Description of the task: Output the full material exactly as it appears here.

Dataset items:
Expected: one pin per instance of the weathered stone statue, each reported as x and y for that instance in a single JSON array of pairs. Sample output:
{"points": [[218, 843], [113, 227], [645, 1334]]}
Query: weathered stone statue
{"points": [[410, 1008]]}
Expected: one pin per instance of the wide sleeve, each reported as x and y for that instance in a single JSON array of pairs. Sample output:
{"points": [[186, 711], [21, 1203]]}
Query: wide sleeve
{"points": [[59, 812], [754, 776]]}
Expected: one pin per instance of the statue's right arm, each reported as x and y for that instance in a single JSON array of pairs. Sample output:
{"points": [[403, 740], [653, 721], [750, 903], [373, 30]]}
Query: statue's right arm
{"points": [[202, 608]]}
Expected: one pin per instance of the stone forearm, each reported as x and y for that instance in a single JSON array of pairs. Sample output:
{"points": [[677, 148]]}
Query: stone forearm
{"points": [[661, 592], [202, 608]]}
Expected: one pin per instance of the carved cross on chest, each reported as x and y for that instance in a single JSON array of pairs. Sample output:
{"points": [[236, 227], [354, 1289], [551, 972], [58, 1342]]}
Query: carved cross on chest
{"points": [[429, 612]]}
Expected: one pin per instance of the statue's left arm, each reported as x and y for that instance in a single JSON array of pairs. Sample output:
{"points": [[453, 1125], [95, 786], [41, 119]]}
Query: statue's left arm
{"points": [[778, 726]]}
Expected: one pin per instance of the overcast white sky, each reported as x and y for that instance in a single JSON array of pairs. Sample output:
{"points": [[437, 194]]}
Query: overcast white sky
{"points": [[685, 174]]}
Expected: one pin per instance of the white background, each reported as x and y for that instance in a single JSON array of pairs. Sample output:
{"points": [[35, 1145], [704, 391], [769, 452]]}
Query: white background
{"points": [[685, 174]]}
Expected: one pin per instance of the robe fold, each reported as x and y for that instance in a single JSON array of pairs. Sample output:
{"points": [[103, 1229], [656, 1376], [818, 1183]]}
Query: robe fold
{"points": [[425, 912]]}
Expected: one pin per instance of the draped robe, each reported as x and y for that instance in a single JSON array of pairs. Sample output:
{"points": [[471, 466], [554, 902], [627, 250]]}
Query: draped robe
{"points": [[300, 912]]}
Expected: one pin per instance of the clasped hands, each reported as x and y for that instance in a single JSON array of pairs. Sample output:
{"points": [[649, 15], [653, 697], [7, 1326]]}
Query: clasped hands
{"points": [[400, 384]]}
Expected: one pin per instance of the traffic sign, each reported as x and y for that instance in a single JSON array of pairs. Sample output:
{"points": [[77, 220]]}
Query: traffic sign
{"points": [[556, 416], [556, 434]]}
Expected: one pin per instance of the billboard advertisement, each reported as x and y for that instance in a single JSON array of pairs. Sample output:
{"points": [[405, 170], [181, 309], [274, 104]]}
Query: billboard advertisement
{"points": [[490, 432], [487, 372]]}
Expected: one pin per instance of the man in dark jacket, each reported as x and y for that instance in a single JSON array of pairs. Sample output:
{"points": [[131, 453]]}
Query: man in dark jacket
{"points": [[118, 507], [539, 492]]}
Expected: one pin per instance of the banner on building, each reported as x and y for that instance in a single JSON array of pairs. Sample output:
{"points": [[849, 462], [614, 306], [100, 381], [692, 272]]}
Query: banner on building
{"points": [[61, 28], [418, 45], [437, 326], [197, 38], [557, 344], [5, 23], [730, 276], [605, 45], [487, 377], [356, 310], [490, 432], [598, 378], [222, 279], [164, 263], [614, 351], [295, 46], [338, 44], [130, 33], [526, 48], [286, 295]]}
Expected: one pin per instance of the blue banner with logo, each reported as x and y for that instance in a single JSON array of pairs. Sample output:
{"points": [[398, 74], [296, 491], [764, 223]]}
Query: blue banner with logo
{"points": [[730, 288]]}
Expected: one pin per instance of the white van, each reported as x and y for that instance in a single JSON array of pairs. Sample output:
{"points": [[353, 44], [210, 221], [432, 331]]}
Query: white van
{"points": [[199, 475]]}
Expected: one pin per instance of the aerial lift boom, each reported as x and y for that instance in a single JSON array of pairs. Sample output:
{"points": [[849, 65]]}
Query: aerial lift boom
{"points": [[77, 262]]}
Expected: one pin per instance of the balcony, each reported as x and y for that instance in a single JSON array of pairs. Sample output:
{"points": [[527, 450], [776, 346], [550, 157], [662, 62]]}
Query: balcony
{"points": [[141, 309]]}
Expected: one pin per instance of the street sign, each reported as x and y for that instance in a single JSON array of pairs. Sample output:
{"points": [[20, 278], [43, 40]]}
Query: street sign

Finished task:
Expected: one pin per instance of the weathered stone statue, each reported as x and y for that instance in a single JSON array of pairs. Sample output:
{"points": [[218, 843], [113, 227], [645, 1334]]}
Query: weathered stone statue
{"points": [[410, 1008]]}
Expected: one pin per instance of the wide sleeve, each reported as x and y for that instance in a single JSON array of pairs. Sample output:
{"points": [[186, 711], [21, 1203]]}
Query: wide sleeve
{"points": [[59, 812], [754, 776]]}
Expected: one pin per instance of the statue's right arm, each reported as x and y for that instance in a single JSON array of pairs. Sample output:
{"points": [[403, 740], [653, 721], [750, 903], [373, 30]]}
Query: statue's right arm
{"points": [[202, 608]]}
Expected: one pin per instance of the stone forearm, each reported as x and y for that instance in a single JSON array of pairs. Sample output:
{"points": [[677, 148]]}
Query: stone forearm
{"points": [[661, 592], [202, 608]]}
Expected: one pin per instance of the carved cross on chest, each reported as x and y for that instance in a single JSON array of pairs. Sample output:
{"points": [[236, 227], [354, 1289], [551, 972], [58, 1342]]}
Query: carved cross on chest
{"points": [[429, 612]]}
Expected: one pin per instance of the statue's left arm, each reported as x and y for that instance in a single JSON array of pairs. Sample output:
{"points": [[453, 1125], [95, 786], [41, 119]]}
Query: statue's left arm
{"points": [[778, 726]]}
Expected: one pin per instance of the overcast white sky, each reported as x and y for that instance in a single JSON array of pairs. Sample output:
{"points": [[437, 194]]}
Query: overcast white sky
{"points": [[685, 174]]}
Expected: one pin per instance of the white background, each reported as x and y for that instance in a single JSON array of pairs. Sample output:
{"points": [[35, 1145], [704, 391], [769, 452]]}
Query: white background
{"points": [[685, 174]]}
Expected: one pin per instance of the robe fold, each reported as x and y for that instance in a single JSON array of pairs. Sample output:
{"points": [[103, 1229], [656, 1376], [818, 1183]]}
Query: robe fold
{"points": [[425, 912]]}
Expected: one pin per instance of the draped robe, each reported as x and y for that instance in a single JSON array of pairs. Sample output:
{"points": [[471, 466], [554, 902], [627, 250]]}
Query: draped robe
{"points": [[300, 912]]}
Expected: one pin per instance of the clasped hands, each reported as x and y for that instance in a single JSON array of pairs. Sample output:
{"points": [[649, 15], [653, 697], [7, 1326]]}
Query: clasped hands
{"points": [[400, 384]]}
Expected: one pin per instance of the traffic sign, each reported as x and y for that instance in a single JSON array of pairs. Sample output:
{"points": [[77, 220]]}
Query: traffic sign
{"points": [[556, 416], [556, 434]]}
Expected: one pin per instance of the billboard advertisement, each reported as x and y for that instance in a single JSON array of pairs. Sample output:
{"points": [[405, 170], [181, 309], [274, 104]]}
Query: billboard advertisement
{"points": [[490, 432], [487, 372]]}
Expected: one pin per instance of the man in dark jacket, each reported as x and y for that instance in a single JSON array of pairs. Sample output:
{"points": [[131, 453]]}
Query: man in dark jacket
{"points": [[118, 507], [539, 492]]}
Expected: one pin per instance of the banner on building, each reported as x and y for that instance in a single JSON array of pairs. Sample output:
{"points": [[849, 462], [614, 306], [100, 381], [692, 272]]}
Query: banner on building
{"points": [[61, 28], [418, 45], [437, 326], [197, 38], [557, 344], [5, 23], [730, 276], [605, 45], [487, 377], [356, 310], [490, 432], [598, 378], [222, 279], [164, 263], [614, 351], [295, 46], [338, 44], [130, 33], [526, 48], [286, 295]]}
Expected: one pin per instance of the blue banner with logo, each reported as x and y for that instance in a single JSON array of pairs. Sample output:
{"points": [[398, 74], [296, 491], [764, 223]]}
Query: blue banner with logo
{"points": [[730, 288]]}
Expected: one pin per instance of the white van, each reported as x and y for that instance in a single JSON array of pairs. Sample output:
{"points": [[353, 44], [210, 221], [432, 331]]}
Query: white van
{"points": [[199, 475]]}
Expected: one pin per instance of the aerial lift boom, each reported as x and y for that instance in a single JSON array of pairs. Sample output:
{"points": [[849, 65]]}
Query: aerial lift boom
{"points": [[77, 262]]}
Expected: one pin per instance of the balcony, each reported as x and y for that instance in a single JSON array of pairs. Sample output:
{"points": [[527, 450], [776, 346], [550, 157], [662, 62]]}
Query: balcony
{"points": [[141, 309]]}
Expected: one pin per instance of the street sign, each reported as x and y for that instance in a single JSON array of pairs. Sample output:
{"points": [[20, 278], [43, 40]]}
Query: street sign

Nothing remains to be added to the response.